◆ TEXTO DE PÁGINA ◆
######
Todo se realiza en una cámara de Gesell, como los interrogatorios de las películas. Tras el falso espejo están las autoridades interesadas. La diferencia en estos casos es que no son cuartos blancos, fríos y con una lámpara que cae del techo, sino salas de juegos donde todo está al alcance de los niños.

Hay también protocolos básicos. Por ejemplo, la primera pregunta siempre es: ¿tú sabes por qué estás aquí? De ahí en adelante, cada psicólogo es prácticamente libre para usar la técnica que prefiera. Lo importante es que los resultados se puedan confirmar con las demás pruebas del proceso judicial.

“Lo primero que hay que hacer es sacar al niño del contexto de la declaración y jugar. Así, por medio de la fantasía de los cuentos infantiles, el niño expresa lo sucedido”, afirma la psicóloga Alba Luz Cifuentes, que también ha trabajado con casos parecidos.

Por ejemplo, la casita de Fisher Price se convierte en una proyección que los niños hacen de ellos mismos; permite evaluar su autoestima según cómo la construyen e interactúan con ella. Otra posibilidad son los muñecos de trapo, a los que tratan de la misma forma como suelen ser tratados por los adultos.

En los casos de abuso sexual se lee Caperucita Roja: la versión de los hermanos Grimm del lobo que quiere aprovecharse de la niña. La idea fue planteada por Bruno Bettelheim, un destacado psicoanalista austriaco, en su libro Psicoanálisis de los cuentos de hadas (1975). Allí le dedica todo un capítulo a las diversas versiones de este clásico infantil.

Moralejas y emociones
Una niña le dijo una vez a Alba Luz que el lobo había llegado porque la mamá se había ido a trabajar e insistía en el tamaño de las uñas del animal. La investigación comprobó que la niña vivía en un inquilinato y que, cuando su madre salía, un vecino abusaba de ella, usando una uña particularmente larga.

No fue el caso más asqueroso que encontró Alba Luz en sus tiempos como forense, hacia el año 2000. Pero todavía lo recuerda mucho porque fue el primero con el que pudo llorar –no delante de la niña, claro–. Antes de eso, su mecanismo de defensa era actuar como una mujer muy ruda, a la que no le afectaban esas cosas.
######
◆ CONTENIDO DE DATOS ◆
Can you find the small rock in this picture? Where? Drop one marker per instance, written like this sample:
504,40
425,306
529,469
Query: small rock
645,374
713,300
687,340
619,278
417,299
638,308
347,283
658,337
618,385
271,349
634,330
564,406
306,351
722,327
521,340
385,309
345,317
######
◆ TAREA ASIGNADA ◆
¿Podrías proseguir el texto sobre las entrevistas psicológicas a niños en procesos judiciales a partir de donde termina? Los registros son un material aparte, sin relación con el texto.

◆ RESPUESTA ◆
No expresar sus emociones la había llevado a sufrir muchos problemas de salud: había convertido el dolor emocional en malestar físico. Con apenas 20 años, era mucho más vulnerable. Y a las prácticas en una URI de Ibagué, había que sumarles la presión natural de estar a punto de obtener el título profesional.

Empezó a ir a terapia. Después de una larga reflexión, concluyó que el campo forense no era para ella. Luego de irse a la psicología del consumidor, que considera el otro extremo por el tipo de emociones que se manejan, encontró el equilibrio en la investigación y la docencia. Hoy está satisfecha dictando clases en la Universidad Sergio Arboleda.

Es el equilibrio porque aprovecha sus habilidades para la empatía, pero no tiene que sufrir las tristezas ajenas ni las presiones de un juicio. Su proyecto de vida es hoy muy distinto al de hace 15 años, pero aprecia mucho lo que aprendió en la psicología jurídica. Es una evolución natural.

Sol también tuvo la suya. Cuando la intención de adoptar se transformó en la vocación para trabajar con niños que la impulsa todos los días, el tiempo y la formación le enseñaron, además, a controlar sus emociones para que estas no afectaran a sus pacientes, pero tampoco su vida personal.

“Obvio que es doloroso encontrarse casos como el de Mariana, uno no es una persona indolente. Lo que pasa es que uno tiene que aprender a manejarlo”, dice Sol. Esto le permite a ella, como terapeuta, mantener separada su vida personal y familiar de lo que sucede en el consultorio.

Pero también es muy importante para Mariana, como paciente. Las terapeutas no están para enfatizar el sufrimiento de las víctimas, sino todo lo contrario. “Hay que rescatar sus capacidades y los recursos que ella misma tiene, como persona, para superar lo que pasó y salir adelante”, dice Sol. El término técnico para eso es resiliencia.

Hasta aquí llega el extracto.